**STATED PROBLEM:** Each entry below is to be transcribed exactly.

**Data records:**
+---+

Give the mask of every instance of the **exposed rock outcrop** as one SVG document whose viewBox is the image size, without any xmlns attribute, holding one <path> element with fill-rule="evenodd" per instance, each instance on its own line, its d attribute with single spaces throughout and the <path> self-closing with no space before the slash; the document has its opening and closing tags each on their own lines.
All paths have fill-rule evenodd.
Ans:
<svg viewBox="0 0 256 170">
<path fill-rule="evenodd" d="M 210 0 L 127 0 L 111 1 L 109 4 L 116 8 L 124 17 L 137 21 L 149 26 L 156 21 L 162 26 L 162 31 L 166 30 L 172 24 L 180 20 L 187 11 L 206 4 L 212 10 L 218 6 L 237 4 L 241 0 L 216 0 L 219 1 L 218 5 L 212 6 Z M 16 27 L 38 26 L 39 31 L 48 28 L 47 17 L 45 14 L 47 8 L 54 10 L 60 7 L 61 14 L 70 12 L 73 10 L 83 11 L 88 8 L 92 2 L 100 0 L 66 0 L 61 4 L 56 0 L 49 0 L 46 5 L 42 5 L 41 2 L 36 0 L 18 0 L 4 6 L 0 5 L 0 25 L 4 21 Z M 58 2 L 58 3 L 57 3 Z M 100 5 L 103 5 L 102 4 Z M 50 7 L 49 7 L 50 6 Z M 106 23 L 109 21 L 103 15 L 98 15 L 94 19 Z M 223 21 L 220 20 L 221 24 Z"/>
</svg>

+---+

**RESULT OF THIS TASK:**
Give the mask of every instance of the **exposed rock outcrop** as one SVG document whose viewBox is the image size, without any xmlns attribute, holding one <path> element with fill-rule="evenodd" per instance, each instance on its own line, its d attribute with single spaces throughout and the <path> self-closing with no space before the slash; the document has its opening and closing tags each on their own lines.
All paths have fill-rule evenodd.
Ans:
<svg viewBox="0 0 256 170">
<path fill-rule="evenodd" d="M 210 0 L 127 0 L 111 1 L 109 4 L 116 8 L 124 17 L 137 21 L 149 26 L 156 21 L 162 26 L 162 31 L 166 30 L 172 24 L 180 20 L 187 11 L 206 4 L 212 10 L 218 6 L 237 4 L 241 0 L 216 0 L 219 1 L 218 5 L 212 6 Z M 16 27 L 38 26 L 39 31 L 48 28 L 47 17 L 45 14 L 47 8 L 54 10 L 60 7 L 61 14 L 70 12 L 73 10 L 83 11 L 88 8 L 92 2 L 100 0 L 66 0 L 61 4 L 56 0 L 49 0 L 46 5 L 42 5 L 41 2 L 36 0 L 18 0 L 4 6 L 0 5 L 0 25 L 4 21 Z M 58 2 L 58 3 L 57 3 Z M 100 5 L 103 5 L 102 4 Z M 50 7 L 49 7 L 50 6 Z M 106 23 L 109 21 L 103 15 L 98 15 L 94 19 Z M 223 21 L 220 20 L 221 24 Z"/>
</svg>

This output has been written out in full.